## What you need to do:
Extract every line of the entries below and reproduce each one without any change.

Data extracted from a collection:
================================
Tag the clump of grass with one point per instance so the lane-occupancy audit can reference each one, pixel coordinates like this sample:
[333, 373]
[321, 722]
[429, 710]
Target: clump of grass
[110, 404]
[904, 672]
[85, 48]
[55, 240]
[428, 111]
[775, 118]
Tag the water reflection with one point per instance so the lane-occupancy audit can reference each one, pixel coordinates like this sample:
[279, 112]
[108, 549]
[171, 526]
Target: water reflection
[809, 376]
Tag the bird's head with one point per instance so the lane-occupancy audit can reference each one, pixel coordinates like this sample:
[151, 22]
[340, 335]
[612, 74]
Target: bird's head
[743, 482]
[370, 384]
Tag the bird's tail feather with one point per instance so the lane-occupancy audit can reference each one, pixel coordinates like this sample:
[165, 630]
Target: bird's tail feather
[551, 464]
================================
## Written response:
Tag the clump of grass with one point per instance so the lane-occupancy audit can reference each one, pixel coordinates like this sample:
[333, 373]
[321, 722]
[429, 710]
Target: clump of grass
[110, 404]
[904, 672]
[85, 48]
[55, 240]
[428, 111]
[775, 118]
Tag the water reflection with one point per instance so the lane-occupancy audit can reference each one, pixel coordinates like this sample:
[279, 112]
[108, 549]
[171, 526]
Target: water reflection
[809, 376]
Tag the bird's head with one point per instance so the lane-occupancy audit can reference each one, pixel coordinates like this sample:
[151, 22]
[340, 335]
[612, 74]
Target: bird's head
[743, 482]
[370, 384]
Tag the bird's tail feather with one point per instance so the lane-occupancy audit can reference each one, pixel coordinates like this sample:
[165, 630]
Target: bird's tail feather
[551, 464]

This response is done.